[Records from a data source]
= = = = = = =

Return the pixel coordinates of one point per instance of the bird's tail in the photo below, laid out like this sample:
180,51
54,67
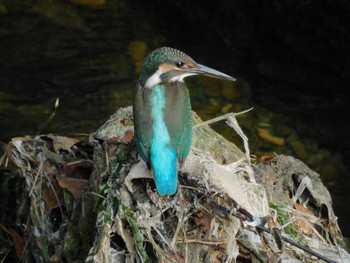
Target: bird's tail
164,164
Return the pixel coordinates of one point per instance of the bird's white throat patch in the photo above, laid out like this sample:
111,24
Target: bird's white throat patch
154,79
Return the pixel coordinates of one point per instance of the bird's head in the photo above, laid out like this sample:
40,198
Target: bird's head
167,64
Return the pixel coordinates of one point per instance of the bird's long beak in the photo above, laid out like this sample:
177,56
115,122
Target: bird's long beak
206,71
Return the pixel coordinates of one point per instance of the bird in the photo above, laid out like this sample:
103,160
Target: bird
162,113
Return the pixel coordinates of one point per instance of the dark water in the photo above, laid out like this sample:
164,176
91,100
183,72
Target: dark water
290,61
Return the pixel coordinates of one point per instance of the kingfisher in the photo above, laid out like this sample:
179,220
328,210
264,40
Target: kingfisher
163,115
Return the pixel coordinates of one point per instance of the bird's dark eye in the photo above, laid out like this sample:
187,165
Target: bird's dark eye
179,64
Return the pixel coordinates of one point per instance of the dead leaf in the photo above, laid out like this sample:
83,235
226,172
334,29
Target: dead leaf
73,185
78,169
62,142
304,209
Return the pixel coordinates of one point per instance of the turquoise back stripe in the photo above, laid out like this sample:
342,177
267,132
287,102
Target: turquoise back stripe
163,155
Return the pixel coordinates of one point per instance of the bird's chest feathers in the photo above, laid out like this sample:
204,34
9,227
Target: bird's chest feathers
158,106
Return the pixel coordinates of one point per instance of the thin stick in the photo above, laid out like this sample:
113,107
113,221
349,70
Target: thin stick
220,118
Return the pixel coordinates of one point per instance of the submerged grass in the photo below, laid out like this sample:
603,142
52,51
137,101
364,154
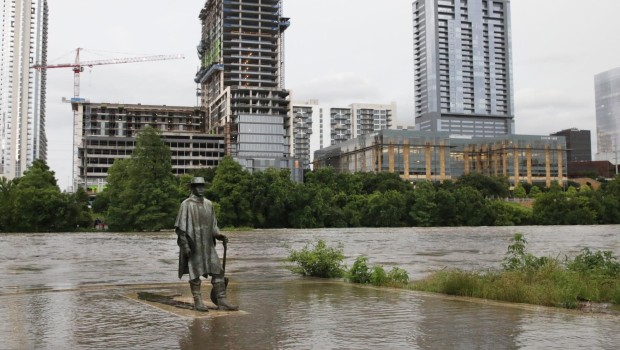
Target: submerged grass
552,286
590,277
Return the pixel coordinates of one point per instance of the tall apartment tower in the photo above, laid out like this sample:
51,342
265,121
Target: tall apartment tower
242,80
22,89
462,62
578,144
607,99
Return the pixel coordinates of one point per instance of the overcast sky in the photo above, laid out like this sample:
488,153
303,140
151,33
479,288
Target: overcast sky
337,51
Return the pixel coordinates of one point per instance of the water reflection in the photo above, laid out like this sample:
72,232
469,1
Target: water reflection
70,291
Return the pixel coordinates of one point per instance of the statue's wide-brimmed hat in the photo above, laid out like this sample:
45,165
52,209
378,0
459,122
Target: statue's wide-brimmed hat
198,181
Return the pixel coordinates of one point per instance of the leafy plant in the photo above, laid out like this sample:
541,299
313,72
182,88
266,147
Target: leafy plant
359,272
518,259
318,260
601,263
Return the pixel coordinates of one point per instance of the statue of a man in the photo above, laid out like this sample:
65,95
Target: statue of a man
197,230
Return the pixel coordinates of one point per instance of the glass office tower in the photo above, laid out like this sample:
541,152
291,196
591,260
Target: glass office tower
607,99
462,62
22,89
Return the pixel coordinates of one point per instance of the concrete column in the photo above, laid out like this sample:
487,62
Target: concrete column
516,163
406,160
529,164
548,166
379,157
504,161
391,157
442,162
466,160
364,168
560,165
428,162
495,156
373,157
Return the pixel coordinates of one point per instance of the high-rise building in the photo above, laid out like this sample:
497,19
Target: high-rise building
108,131
317,126
462,63
578,144
22,89
439,156
242,80
607,99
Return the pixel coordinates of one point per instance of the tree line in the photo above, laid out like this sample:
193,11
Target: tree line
143,195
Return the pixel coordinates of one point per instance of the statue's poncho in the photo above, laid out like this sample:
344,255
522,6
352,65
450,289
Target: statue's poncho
197,220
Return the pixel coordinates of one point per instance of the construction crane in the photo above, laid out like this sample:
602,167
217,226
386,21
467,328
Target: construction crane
78,67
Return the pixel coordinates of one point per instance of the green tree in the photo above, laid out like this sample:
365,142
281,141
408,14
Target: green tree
534,191
519,191
488,186
424,209
386,209
6,203
143,194
560,208
37,203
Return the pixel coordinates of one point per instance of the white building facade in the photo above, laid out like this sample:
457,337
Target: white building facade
317,126
607,99
22,89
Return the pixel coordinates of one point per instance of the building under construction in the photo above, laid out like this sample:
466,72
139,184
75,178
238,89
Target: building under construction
242,80
105,132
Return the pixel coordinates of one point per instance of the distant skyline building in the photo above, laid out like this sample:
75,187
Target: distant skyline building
242,80
607,99
439,156
578,144
323,125
105,132
22,89
463,67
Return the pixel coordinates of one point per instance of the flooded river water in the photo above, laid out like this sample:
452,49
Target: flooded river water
73,291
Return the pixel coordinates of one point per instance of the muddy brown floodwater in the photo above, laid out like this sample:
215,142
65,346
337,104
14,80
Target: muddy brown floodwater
75,291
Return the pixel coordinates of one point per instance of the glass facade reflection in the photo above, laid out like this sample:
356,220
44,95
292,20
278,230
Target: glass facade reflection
437,156
462,62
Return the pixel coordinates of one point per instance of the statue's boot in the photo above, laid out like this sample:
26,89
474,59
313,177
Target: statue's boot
198,304
222,302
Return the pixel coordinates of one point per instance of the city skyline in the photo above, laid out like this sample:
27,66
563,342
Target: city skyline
22,90
336,57
463,67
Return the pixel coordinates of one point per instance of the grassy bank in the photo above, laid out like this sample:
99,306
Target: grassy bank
589,277
525,278
548,286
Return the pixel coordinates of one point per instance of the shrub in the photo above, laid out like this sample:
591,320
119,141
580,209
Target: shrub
359,272
318,261
518,259
377,276
398,276
600,263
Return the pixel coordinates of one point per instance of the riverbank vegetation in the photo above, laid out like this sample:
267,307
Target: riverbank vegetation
319,260
143,195
589,277
525,278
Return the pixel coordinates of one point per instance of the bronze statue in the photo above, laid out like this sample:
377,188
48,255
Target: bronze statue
197,230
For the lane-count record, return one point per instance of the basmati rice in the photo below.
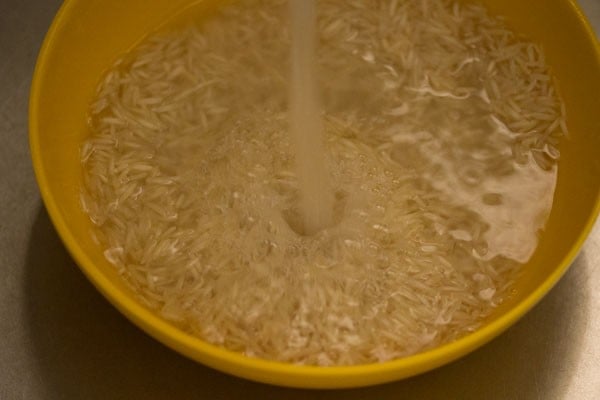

= = = = = = =

What is being asked: Scan the records above for the word "below". Show each line in which it appears.

Reply:
Return the pixel coordinates of one point per instance of the bird's tail in the photo below, laid out like this sample:
Return the pixel coordinates of one point per instance of the submerged grass in the photo below, laid out like this sample:
For the lane-count record, return one point per instance of the basmati rice in the photo below.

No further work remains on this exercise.